**Provided information:**
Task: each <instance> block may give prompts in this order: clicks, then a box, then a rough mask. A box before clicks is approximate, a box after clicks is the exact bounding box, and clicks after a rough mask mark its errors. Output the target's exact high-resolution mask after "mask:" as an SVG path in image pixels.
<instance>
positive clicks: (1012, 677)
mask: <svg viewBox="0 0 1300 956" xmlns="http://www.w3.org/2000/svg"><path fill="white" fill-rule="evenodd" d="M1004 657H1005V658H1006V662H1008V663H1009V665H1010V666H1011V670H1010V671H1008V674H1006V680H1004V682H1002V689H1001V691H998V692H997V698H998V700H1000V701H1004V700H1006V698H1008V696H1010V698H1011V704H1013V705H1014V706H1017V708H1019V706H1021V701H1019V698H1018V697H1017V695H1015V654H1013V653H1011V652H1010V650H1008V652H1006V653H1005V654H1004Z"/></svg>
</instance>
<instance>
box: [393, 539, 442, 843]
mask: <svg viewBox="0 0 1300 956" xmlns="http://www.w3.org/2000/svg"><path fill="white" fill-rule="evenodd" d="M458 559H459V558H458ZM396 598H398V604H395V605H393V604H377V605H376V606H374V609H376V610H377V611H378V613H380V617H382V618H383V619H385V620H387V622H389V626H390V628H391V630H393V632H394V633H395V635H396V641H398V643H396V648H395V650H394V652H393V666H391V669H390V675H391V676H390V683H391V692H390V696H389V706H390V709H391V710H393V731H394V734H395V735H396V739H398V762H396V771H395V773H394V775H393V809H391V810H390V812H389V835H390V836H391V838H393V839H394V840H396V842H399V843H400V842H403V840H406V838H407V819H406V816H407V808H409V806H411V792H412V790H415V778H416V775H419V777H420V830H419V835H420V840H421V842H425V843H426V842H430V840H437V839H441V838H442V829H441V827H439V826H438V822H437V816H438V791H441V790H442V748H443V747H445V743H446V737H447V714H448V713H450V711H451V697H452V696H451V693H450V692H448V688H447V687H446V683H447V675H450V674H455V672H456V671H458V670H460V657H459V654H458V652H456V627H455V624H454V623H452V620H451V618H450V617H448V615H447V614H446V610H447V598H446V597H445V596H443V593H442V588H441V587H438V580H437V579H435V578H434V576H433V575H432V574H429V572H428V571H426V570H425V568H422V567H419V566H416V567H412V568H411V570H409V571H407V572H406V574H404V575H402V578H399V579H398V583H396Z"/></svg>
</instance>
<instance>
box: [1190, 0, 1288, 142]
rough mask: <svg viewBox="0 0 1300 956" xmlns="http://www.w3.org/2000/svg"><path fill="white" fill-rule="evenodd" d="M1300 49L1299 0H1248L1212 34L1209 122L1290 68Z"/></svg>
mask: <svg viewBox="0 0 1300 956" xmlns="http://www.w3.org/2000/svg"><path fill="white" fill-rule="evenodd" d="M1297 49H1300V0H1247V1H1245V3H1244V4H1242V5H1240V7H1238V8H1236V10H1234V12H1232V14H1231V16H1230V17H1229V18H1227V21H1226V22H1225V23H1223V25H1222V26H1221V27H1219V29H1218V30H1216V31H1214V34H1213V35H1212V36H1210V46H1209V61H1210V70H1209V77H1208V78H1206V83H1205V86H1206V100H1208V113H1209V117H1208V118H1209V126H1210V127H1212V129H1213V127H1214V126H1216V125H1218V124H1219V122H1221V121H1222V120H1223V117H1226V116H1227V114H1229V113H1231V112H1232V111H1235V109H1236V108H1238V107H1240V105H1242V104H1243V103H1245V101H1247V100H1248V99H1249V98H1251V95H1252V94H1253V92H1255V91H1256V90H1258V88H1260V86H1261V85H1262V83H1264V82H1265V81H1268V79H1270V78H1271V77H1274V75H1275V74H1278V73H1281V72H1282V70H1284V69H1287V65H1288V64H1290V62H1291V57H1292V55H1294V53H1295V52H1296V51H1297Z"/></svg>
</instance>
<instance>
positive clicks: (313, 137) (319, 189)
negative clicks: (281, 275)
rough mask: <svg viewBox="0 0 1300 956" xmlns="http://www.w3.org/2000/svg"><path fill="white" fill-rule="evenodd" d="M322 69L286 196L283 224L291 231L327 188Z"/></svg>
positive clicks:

**What you will do:** Write out, exactly as shown, only the lines running from the one that contains "box: [1190, 0, 1288, 142]" to the last line above.

**Task answer:**
box: [1190, 0, 1288, 142]
rough mask: <svg viewBox="0 0 1300 956" xmlns="http://www.w3.org/2000/svg"><path fill="white" fill-rule="evenodd" d="M1300 49L1299 0H1248L1212 34L1209 122L1290 68Z"/></svg>
mask: <svg viewBox="0 0 1300 956" xmlns="http://www.w3.org/2000/svg"><path fill="white" fill-rule="evenodd" d="M1297 49H1300V0H1247V1H1245V3H1244V4H1242V5H1240V7H1238V8H1236V10H1234V12H1232V14H1231V16H1230V17H1229V18H1227V21H1226V22H1225V23H1223V25H1222V26H1221V27H1219V29H1218V30H1216V31H1214V34H1213V35H1212V36H1210V46H1209V61H1210V70H1209V77H1208V78H1206V83H1205V86H1206V100H1208V113H1209V117H1208V118H1209V126H1210V127H1212V129H1213V127H1214V126H1216V125H1218V124H1219V122H1221V121H1222V120H1223V117H1226V116H1227V114H1229V113H1231V112H1232V111H1235V109H1236V108H1238V107H1240V105H1242V104H1243V103H1245V101H1247V100H1248V99H1249V98H1251V95H1252V94H1253V92H1255V91H1256V90H1258V88H1260V86H1261V85H1262V83H1264V82H1265V81H1268V79H1270V78H1271V77H1274V75H1275V74H1278V73H1281V72H1282V70H1284V69H1287V65H1288V64H1290V62H1291V57H1292V55H1294V53H1295V52H1296V51H1297Z"/></svg>
</instance>
<instance>
positive clicks: (313, 137) (319, 189)
negative clicks: (281, 275)
rough mask: <svg viewBox="0 0 1300 956" xmlns="http://www.w3.org/2000/svg"><path fill="white" fill-rule="evenodd" d="M322 69L286 196L283 224L291 231L327 188Z"/></svg>
positive clicks:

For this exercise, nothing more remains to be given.